■ **Assignment**
Report the lines of the data below that contain the string "order".
= Beginning of Section =
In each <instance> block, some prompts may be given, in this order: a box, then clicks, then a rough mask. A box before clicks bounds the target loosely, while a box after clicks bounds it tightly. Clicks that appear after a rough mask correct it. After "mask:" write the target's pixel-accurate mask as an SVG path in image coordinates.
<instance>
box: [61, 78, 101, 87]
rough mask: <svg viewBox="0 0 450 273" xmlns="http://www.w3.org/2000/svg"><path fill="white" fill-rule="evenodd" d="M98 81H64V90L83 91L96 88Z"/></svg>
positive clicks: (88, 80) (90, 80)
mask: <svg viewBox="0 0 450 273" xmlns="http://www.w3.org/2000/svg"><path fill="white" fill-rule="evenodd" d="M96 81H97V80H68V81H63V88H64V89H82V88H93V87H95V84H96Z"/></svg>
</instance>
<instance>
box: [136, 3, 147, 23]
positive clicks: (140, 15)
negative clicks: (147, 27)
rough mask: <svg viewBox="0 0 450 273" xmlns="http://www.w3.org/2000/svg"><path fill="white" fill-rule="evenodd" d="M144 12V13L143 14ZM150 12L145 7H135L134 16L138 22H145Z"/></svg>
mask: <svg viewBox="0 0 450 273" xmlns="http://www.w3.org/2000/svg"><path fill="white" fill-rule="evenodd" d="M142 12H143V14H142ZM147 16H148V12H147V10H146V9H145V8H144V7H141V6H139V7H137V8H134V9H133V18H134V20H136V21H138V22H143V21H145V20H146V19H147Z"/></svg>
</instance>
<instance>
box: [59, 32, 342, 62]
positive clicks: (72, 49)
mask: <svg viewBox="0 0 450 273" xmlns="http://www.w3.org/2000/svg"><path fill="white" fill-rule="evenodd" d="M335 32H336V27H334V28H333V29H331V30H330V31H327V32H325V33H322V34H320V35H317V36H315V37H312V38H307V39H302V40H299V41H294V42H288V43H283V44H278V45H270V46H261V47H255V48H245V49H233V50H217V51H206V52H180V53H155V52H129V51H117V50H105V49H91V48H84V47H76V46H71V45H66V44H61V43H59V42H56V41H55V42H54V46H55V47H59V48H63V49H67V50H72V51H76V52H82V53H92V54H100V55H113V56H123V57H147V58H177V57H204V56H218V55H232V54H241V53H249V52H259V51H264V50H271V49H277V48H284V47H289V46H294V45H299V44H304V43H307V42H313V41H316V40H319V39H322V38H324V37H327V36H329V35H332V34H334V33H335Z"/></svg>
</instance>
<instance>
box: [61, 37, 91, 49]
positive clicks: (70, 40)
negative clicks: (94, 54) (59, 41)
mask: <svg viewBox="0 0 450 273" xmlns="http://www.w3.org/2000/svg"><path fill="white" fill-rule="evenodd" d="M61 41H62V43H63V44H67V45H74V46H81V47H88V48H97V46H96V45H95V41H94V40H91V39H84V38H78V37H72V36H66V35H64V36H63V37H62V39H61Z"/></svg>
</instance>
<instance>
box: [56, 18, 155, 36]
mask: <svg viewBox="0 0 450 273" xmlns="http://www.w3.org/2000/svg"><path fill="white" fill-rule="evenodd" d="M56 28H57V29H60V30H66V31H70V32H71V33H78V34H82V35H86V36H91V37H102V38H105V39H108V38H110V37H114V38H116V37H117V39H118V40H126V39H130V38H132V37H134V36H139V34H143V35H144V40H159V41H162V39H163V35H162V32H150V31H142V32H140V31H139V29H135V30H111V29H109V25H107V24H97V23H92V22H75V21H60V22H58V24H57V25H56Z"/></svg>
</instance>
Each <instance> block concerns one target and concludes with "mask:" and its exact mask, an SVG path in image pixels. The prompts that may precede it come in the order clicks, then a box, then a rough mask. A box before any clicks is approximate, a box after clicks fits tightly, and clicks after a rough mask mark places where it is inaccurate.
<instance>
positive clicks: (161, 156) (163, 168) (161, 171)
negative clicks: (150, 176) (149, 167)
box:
= End of Section =
■ **Solution to the problem**
In each <instance> block, some prompts may be given, in this order: a box, then clicks, then a rough mask. A box before clicks bounds the target loosely, while a box after clicks bounds it tightly. Clicks that appear after a rough mask correct it. After "mask:" write the target's pixel-accurate mask as an SVG path in image coordinates.
Each <instance> block concerns one target and concludes with "mask:" and its exact mask, an SVG path in image pixels. The prompts that may precede it come in the order clicks, then a box, then a rough mask. A box before any clicks is approximate, a box after clicks fits tightly, and clicks after a rough mask mark places where it is inaccurate.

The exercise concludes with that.